(Records from a collection)
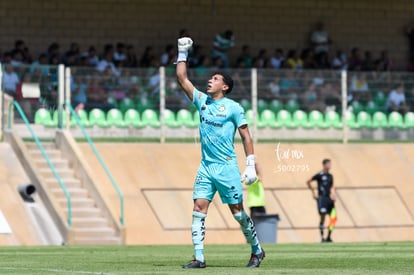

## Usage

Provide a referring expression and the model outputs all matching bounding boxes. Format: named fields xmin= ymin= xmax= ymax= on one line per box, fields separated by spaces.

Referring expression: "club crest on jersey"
xmin=219 ymin=105 xmax=225 ymax=112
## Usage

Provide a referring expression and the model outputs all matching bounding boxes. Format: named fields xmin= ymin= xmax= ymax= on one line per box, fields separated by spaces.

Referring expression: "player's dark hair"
xmin=211 ymin=71 xmax=234 ymax=94
xmin=322 ymin=158 xmax=331 ymax=165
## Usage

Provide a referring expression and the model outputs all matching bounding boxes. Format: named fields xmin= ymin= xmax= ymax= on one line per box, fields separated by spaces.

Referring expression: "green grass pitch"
xmin=0 ymin=242 xmax=413 ymax=274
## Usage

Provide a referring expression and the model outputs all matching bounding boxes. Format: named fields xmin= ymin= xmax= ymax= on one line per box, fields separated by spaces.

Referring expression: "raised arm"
xmin=176 ymin=37 xmax=195 ymax=101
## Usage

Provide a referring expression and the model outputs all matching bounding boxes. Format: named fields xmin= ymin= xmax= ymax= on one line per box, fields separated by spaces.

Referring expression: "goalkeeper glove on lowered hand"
xmin=242 ymin=155 xmax=257 ymax=185
xmin=176 ymin=37 xmax=193 ymax=63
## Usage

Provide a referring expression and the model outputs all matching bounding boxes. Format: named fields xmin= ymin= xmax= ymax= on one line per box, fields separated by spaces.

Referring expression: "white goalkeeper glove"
xmin=176 ymin=37 xmax=193 ymax=63
xmin=242 ymin=155 xmax=257 ymax=185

> What to produce: Each record should be quoted exactly, with the images omitted.

> Solution to this problem:
## Usage

Provide a referring expression and the model outputs all matching bounding boxes. Format: named fields xmin= ymin= xmax= ymax= on one line per box, fields separated by spaces.

Referring expression: "club crest on jersey"
xmin=219 ymin=105 xmax=225 ymax=112
## Usage

Provide a referring expression and the model outputs all matching bounding boxes. Format: named fields xmin= ymin= xmax= ymax= on one line per box, fields separated by spaces.

Referring expression: "player's dark hair"
xmin=211 ymin=71 xmax=234 ymax=94
xmin=322 ymin=158 xmax=331 ymax=165
## Usage

Provide a referring expression and the model outputs all matching bounding boxes. Format: named fields xmin= ymin= xmax= ymax= on one line per box, fields separated by spaces.

Referring expression: "green grass pitch"
xmin=0 ymin=242 xmax=413 ymax=274
## Usage

Provide a referring expression and the model outputs all matching bounding boxes. Format: named fields xmin= ymin= xmax= ymax= on one line per box, fields separated by spaces.

Referring expression: "raised arm"
xmin=176 ymin=37 xmax=195 ymax=101
## Usage

Provide a referring expression and the model outputs all matching bounding boxes. Format: named fields xmin= ymin= xmax= ymax= on one line per box, fields separated by spaces.

Referring expression: "goalkeeper glove on lowered hand"
xmin=242 ymin=155 xmax=257 ymax=185
xmin=176 ymin=37 xmax=193 ymax=63
## Usage

Provide a referring expression and the model outputs all matching bounding boxes. Format: named fields xmin= ymin= xmax= ymax= on one line per box, fields separated by spaces.

Referring expression: "white goalkeeper glove"
xmin=176 ymin=37 xmax=193 ymax=63
xmin=242 ymin=155 xmax=257 ymax=185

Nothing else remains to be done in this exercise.